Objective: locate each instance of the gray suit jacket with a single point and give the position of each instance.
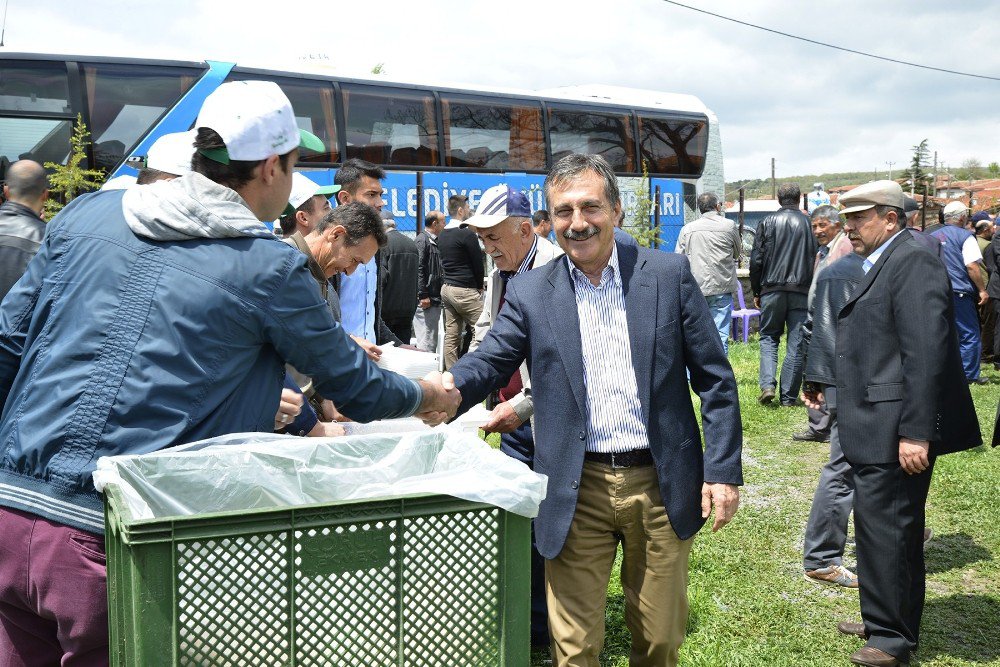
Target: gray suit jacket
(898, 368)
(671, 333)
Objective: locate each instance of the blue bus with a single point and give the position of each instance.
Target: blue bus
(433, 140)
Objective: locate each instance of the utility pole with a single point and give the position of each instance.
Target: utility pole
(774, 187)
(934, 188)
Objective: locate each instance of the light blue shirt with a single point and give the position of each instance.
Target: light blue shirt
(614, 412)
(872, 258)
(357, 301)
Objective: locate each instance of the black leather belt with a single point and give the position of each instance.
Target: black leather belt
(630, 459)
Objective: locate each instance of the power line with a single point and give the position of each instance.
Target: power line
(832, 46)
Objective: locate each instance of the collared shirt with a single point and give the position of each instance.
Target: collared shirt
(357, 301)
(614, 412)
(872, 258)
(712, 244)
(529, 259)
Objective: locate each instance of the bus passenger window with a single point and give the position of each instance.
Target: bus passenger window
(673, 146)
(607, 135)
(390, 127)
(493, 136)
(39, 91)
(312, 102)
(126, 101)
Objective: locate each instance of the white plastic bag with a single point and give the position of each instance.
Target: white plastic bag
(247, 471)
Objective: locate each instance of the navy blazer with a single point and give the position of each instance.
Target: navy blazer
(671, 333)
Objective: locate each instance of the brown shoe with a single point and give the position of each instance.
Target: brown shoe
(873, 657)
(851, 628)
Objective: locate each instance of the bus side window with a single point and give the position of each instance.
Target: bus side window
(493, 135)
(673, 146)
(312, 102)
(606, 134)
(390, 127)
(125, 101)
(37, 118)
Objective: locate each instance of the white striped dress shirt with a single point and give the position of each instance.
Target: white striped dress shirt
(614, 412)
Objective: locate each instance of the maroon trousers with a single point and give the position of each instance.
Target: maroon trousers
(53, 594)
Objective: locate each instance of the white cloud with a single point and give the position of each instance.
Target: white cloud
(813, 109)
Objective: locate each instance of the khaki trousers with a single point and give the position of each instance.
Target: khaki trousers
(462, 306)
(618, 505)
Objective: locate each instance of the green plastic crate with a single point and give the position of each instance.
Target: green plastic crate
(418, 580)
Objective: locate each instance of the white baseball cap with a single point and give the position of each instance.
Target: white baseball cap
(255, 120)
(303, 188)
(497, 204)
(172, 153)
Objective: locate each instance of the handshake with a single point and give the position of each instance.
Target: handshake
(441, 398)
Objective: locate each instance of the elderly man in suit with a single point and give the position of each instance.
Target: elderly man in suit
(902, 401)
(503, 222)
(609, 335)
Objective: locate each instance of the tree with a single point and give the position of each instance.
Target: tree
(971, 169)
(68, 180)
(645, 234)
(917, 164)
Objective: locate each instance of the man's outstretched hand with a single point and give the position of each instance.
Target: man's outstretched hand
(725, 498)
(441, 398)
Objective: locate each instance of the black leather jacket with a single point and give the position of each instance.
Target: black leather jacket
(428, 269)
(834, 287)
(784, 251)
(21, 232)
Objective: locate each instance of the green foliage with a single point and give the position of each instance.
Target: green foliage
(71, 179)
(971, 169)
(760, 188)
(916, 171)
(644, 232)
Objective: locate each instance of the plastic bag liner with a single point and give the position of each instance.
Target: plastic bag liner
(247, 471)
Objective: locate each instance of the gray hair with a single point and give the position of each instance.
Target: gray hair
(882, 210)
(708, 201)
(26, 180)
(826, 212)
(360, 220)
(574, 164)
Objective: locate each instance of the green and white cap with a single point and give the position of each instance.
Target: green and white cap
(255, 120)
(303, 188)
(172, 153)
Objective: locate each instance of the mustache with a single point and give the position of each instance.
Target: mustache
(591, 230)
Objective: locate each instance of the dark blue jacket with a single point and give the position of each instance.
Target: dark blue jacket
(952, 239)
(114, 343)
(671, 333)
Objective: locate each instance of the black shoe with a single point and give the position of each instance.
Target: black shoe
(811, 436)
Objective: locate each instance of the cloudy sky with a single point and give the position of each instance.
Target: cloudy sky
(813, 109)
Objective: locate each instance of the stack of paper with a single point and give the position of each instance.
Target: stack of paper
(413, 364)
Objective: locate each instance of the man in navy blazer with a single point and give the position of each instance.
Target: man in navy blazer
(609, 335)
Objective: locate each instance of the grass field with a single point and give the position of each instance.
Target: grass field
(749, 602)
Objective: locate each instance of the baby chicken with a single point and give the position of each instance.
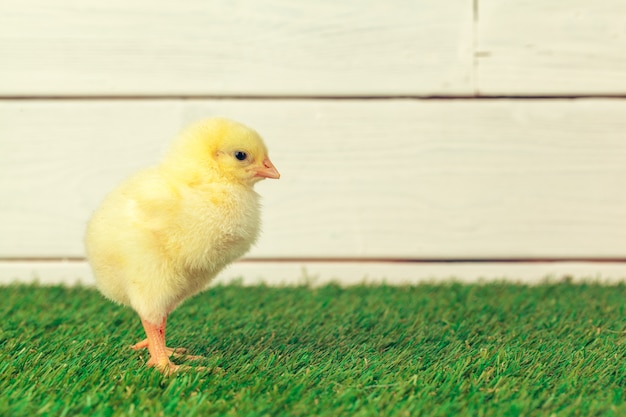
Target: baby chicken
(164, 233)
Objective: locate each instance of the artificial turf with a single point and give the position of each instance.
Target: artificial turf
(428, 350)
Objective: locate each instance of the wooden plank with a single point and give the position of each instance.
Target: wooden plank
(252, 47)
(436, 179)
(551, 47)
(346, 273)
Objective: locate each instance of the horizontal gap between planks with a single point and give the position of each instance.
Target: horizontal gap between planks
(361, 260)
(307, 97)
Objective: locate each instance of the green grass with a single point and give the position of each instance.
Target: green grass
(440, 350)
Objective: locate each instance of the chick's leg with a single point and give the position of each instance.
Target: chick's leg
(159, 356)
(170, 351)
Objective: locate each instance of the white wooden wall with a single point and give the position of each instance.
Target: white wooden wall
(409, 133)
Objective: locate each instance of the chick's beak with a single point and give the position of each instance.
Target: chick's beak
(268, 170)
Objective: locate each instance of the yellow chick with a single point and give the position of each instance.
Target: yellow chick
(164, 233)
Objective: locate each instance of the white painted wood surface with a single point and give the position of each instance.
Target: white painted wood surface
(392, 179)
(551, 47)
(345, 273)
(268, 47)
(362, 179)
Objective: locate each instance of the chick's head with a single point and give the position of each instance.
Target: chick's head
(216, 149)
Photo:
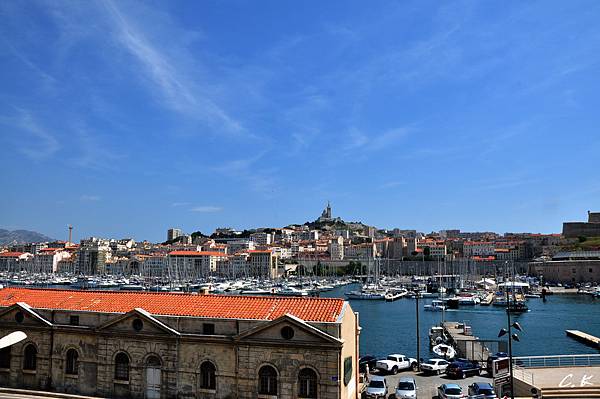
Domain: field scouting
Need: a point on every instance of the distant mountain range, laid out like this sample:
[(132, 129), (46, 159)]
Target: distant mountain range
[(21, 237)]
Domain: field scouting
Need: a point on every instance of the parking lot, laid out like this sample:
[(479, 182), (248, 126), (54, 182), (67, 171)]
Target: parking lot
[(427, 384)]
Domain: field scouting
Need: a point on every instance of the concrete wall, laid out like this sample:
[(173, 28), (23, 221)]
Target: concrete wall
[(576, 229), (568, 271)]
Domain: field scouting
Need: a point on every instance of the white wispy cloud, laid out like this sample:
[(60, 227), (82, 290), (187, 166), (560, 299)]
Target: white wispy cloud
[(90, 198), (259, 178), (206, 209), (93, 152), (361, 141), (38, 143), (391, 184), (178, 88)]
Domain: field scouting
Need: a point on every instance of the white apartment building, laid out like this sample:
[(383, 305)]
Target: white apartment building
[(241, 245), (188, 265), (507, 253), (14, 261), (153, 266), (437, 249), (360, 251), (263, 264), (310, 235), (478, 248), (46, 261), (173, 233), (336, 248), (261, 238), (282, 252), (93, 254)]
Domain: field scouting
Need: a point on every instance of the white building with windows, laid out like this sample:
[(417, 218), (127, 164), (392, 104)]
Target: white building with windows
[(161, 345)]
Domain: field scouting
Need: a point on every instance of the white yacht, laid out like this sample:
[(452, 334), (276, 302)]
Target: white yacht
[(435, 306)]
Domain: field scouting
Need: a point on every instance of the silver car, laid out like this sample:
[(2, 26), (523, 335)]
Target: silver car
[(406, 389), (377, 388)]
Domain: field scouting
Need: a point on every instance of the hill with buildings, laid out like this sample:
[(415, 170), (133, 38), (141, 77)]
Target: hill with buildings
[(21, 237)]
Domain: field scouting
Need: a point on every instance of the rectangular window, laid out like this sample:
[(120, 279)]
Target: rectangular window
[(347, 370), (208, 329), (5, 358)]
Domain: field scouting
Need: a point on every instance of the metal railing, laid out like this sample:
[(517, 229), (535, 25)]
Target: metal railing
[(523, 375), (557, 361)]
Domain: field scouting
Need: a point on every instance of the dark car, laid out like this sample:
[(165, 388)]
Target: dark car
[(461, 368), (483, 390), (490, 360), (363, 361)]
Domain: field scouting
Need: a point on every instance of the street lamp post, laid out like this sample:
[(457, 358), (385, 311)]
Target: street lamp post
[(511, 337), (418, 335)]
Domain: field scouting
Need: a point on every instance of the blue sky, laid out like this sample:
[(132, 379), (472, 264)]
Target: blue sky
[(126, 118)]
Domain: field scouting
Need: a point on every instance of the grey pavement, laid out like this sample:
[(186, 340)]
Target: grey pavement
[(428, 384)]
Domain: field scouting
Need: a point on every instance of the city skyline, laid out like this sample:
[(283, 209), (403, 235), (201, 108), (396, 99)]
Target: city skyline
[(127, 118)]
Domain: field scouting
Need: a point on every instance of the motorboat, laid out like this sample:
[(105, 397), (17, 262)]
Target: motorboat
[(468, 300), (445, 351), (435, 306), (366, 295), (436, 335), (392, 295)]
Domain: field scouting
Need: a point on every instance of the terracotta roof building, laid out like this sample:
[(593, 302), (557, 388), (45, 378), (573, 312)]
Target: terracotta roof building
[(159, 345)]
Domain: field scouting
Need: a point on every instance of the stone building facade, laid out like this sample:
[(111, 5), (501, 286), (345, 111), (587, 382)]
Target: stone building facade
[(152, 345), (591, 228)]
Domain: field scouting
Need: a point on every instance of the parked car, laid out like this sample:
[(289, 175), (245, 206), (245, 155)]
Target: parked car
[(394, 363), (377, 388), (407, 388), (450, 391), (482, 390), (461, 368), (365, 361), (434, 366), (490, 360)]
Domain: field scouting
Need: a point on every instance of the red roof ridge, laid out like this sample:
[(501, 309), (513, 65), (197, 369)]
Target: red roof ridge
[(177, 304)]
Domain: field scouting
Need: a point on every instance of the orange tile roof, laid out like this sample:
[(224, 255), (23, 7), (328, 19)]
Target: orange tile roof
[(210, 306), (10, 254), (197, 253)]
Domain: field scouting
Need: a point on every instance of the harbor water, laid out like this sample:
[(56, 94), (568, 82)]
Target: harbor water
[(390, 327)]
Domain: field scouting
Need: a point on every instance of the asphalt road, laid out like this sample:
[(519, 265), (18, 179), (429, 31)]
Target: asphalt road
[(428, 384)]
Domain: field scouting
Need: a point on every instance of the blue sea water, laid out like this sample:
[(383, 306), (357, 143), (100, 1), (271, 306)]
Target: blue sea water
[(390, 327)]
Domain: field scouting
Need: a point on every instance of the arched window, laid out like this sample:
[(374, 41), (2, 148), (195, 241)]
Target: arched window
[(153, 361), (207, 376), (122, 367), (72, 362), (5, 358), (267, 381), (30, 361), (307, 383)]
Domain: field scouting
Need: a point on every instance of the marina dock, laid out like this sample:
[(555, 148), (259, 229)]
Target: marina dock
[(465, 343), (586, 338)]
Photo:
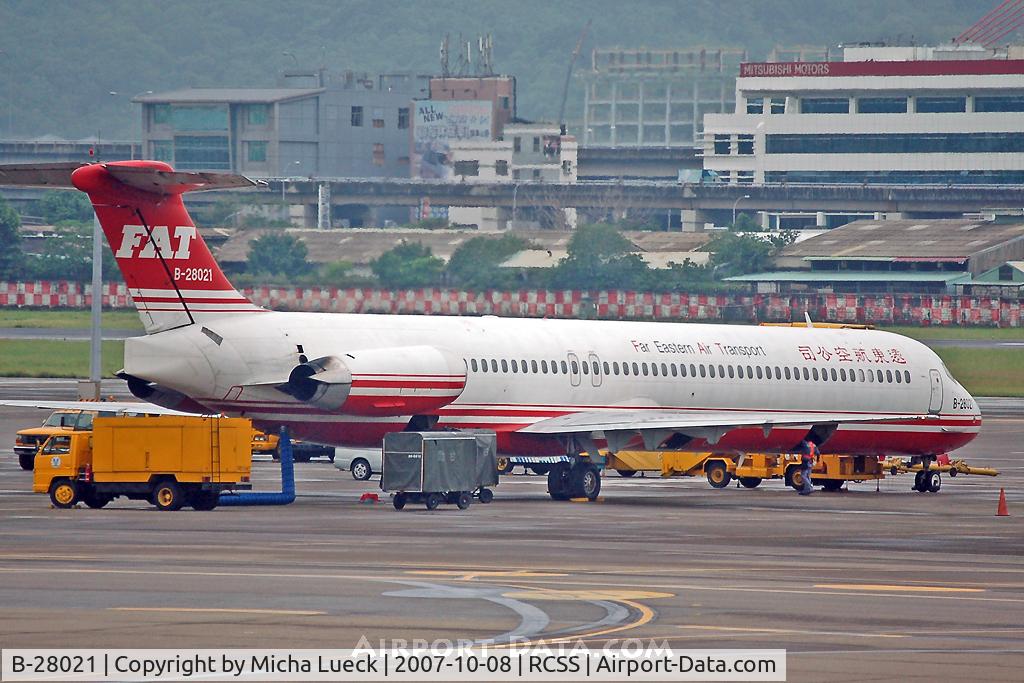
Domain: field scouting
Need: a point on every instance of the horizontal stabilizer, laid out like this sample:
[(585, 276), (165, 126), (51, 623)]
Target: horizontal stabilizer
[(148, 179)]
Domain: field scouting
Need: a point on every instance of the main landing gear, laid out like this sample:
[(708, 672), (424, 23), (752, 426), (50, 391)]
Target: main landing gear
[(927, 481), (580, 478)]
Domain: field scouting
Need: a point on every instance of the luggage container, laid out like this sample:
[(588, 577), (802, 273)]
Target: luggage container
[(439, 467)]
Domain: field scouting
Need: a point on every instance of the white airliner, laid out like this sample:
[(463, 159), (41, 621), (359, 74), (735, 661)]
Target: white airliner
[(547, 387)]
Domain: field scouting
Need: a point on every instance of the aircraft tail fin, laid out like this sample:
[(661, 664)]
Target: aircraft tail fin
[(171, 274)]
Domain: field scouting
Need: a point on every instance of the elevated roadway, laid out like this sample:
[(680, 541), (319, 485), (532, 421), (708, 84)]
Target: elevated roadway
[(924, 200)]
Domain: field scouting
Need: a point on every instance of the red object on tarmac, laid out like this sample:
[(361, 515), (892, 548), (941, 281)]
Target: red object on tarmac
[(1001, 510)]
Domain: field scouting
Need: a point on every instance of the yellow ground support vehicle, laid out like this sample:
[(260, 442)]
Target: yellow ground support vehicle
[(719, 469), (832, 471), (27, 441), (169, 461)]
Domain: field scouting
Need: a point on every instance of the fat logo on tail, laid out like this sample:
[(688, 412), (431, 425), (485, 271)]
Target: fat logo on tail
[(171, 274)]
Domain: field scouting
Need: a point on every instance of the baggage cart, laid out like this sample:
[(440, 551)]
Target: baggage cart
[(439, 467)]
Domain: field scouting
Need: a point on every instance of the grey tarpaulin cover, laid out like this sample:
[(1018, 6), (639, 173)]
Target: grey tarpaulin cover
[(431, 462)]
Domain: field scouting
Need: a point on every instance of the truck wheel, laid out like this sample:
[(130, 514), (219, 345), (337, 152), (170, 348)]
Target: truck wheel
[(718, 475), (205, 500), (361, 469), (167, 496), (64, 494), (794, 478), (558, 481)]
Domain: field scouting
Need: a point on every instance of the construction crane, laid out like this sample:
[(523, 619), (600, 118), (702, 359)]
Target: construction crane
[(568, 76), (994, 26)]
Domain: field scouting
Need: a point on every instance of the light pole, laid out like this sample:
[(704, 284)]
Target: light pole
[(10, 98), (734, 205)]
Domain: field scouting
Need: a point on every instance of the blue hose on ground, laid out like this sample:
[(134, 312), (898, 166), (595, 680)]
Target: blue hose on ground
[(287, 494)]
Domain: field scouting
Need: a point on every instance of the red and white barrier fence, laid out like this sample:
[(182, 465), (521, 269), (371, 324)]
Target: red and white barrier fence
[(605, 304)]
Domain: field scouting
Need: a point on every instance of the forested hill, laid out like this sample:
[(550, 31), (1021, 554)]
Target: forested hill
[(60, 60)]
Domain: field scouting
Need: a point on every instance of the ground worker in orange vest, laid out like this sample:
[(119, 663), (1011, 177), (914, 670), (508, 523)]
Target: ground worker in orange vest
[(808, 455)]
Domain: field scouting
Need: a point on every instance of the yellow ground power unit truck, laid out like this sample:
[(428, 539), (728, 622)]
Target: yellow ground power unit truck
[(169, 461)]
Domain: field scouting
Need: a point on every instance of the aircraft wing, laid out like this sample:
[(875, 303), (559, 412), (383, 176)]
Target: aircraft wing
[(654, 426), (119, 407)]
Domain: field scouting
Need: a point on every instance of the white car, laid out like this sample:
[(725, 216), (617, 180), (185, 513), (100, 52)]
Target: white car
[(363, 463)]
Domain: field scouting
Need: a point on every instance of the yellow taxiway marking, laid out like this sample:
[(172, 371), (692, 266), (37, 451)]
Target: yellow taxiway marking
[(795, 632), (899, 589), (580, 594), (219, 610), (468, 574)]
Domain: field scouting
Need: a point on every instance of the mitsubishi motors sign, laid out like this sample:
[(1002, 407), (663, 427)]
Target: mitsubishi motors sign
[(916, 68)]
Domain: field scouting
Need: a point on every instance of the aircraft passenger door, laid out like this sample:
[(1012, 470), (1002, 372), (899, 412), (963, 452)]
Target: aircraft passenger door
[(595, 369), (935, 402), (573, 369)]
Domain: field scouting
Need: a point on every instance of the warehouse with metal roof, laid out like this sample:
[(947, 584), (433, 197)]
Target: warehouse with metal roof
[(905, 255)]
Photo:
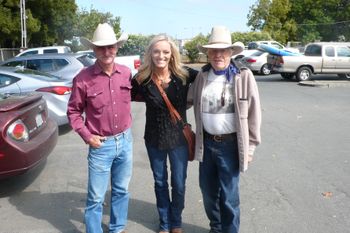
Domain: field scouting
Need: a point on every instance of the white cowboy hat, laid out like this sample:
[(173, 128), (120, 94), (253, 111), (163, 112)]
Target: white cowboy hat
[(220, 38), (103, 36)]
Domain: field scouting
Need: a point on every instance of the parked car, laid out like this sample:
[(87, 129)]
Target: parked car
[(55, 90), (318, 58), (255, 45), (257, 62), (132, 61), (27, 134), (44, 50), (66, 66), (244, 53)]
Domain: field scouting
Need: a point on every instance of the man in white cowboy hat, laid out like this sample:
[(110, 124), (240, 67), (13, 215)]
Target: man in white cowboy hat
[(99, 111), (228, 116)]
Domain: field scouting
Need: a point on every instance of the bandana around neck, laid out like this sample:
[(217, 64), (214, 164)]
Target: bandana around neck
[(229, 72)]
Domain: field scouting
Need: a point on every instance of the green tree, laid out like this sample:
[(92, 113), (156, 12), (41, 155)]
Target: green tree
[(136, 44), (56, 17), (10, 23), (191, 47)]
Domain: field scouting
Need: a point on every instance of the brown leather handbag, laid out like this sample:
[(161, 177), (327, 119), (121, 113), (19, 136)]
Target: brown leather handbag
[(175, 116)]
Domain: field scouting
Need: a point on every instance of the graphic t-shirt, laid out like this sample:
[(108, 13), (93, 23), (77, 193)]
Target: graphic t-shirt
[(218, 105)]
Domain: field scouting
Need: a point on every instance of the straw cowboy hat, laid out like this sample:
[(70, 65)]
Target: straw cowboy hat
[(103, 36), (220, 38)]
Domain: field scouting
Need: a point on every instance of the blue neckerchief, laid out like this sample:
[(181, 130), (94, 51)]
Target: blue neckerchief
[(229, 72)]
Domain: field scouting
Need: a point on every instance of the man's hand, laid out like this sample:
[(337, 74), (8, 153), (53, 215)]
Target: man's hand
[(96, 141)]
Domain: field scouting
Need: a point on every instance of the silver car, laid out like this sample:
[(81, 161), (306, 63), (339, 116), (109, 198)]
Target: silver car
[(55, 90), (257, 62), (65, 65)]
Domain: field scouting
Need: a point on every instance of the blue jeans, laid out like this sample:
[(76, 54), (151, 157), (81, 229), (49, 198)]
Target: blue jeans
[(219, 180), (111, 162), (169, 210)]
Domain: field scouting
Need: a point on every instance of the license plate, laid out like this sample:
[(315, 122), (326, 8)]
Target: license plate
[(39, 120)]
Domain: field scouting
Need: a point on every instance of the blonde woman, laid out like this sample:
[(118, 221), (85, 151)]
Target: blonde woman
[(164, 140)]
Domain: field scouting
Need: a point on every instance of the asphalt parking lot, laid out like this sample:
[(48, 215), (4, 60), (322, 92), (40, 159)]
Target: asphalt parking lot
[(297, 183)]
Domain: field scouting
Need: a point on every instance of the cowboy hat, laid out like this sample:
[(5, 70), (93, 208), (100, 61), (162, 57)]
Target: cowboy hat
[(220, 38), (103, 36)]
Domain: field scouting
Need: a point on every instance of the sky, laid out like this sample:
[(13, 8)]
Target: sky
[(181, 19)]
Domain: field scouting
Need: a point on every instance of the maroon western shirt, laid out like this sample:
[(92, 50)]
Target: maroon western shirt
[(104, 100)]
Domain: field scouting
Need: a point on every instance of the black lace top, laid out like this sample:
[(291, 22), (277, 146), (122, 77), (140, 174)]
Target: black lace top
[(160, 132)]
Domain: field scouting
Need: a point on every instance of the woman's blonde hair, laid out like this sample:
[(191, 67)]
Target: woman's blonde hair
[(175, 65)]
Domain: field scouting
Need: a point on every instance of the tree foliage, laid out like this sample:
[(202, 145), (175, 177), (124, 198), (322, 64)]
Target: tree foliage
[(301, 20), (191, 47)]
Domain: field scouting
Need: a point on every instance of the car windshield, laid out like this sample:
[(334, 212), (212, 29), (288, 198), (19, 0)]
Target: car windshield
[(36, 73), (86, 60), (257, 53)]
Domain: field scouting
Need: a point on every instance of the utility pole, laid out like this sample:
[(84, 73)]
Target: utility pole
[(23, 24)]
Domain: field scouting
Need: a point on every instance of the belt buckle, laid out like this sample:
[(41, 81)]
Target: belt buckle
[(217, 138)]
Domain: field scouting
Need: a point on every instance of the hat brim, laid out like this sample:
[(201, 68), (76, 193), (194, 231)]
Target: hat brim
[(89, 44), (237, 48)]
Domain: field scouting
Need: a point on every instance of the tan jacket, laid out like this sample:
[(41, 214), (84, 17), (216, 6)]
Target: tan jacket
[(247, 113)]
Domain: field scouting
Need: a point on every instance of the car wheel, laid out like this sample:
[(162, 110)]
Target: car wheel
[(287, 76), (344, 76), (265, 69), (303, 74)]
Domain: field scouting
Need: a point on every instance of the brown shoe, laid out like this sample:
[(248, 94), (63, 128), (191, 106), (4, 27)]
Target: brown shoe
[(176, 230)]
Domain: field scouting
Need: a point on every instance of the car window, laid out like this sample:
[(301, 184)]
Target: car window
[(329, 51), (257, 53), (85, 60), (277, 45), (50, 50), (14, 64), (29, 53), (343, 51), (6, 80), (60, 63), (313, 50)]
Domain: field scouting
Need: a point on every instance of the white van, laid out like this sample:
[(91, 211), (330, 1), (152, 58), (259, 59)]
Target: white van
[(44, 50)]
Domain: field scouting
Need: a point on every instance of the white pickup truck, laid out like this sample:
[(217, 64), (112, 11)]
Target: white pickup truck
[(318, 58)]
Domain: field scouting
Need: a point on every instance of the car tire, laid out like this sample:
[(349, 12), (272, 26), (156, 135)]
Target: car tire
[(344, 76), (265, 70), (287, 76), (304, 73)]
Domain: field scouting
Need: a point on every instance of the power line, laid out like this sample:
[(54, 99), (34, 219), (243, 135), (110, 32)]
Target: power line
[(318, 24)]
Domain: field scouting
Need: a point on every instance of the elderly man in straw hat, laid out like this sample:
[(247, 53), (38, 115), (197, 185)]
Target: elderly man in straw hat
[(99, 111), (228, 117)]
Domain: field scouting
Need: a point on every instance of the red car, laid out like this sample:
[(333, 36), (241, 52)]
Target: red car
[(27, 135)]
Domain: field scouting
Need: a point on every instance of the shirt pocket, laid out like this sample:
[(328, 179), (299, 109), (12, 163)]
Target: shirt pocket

^^^^^^^^

> [THE PROBLEM]: From the line containing "[(54, 99), (34, 219), (243, 135), (110, 32)]" to the last line above, repeat every line exactly and nothing else.

> [RESPONSE TO THE TASK]:
[(54, 99), (34, 219), (243, 135), (110, 32)]
Target: power line
[(318, 24)]
Domain: field scouting
Need: a point on every instance of the elderly man in straw hat, laid out like this sample:
[(247, 53), (38, 115), (197, 185)]
Target: elderly man in straw hat
[(99, 111), (228, 117)]
Domain: field scouting
Need: a point on every instance of the red car, laid out like this sample:
[(333, 36), (241, 52)]
Target: red car
[(27, 135)]
Domain: field scouting
Need: a point on every instance of the shirt pocket, laid out like this sample:
[(328, 179), (299, 109), (12, 163)]
Target: shirt pocket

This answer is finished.